DETALLES DEL EJERCICIO: Escribe de nuevo el pasaje del texto sobre Santiago entre "Escuchamos el acento" y "en su casa.", ambos incluidos, y cambia "maestría" por "especialización".

TEXTO DE LECTURA:
:::::
La hermosa vista de la cordillera de los Andes logró que olvidara la sensación por un momento. Era 2019 y las calles de Santiago estaban casi como las recordaba seis años atrás. La misma sensación de bruma en las calles, los mismos puestos de comida callejera, el mismo frío que no deja moverse a gusto. Más edificios altos con departamentos, eso sí. Edificios que parecen trazados en un cuaderno de cuadrícula cuyos espacios apenas dejan respirar a quienes los habitan.

 

Escuchamos el acento que me conquistó años atrás y caminamos las calles que nos dieron cobijo en nuestra travesía sudaca, esas que me robaron un pedazo de corazón mientras estudiaba una maestría.

 

La realidad salió a la luz en las primeras conversaciones con los amigos con una cerveza Austral en mano. “Han subido to´. El presidente no ha hecho más que burlarse y la gente está harto enojá”, me dijo Alejandra, una amiga maestra mientras comíamos en su casa.
:::::
DATOS EN BRUTO:
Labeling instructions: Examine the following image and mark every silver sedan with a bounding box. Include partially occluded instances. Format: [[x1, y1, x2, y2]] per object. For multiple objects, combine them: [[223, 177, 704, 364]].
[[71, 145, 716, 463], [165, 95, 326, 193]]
:::::
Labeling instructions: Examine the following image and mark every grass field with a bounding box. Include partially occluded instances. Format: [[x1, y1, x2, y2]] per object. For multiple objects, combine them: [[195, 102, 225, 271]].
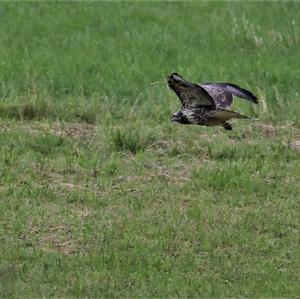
:::::
TAREA RESUELTA:
Escuchamos el acento que me conquistó años atrás y caminamos las calles que nos dieron cobijo en nuestra travesía sudaca, esas que me robaron un pedazo de corazón mientras estudiaba una especialización.

 

La realidad salió a la luz en las primeras conversaciones con los amigos con una cerveza Austral en mano. “Han subido to´. El presidente no ha hecho más que burlarse y la gente está harto enojá”, me dijo Alejandra, una amiga maestra mientras comíamos en su casa.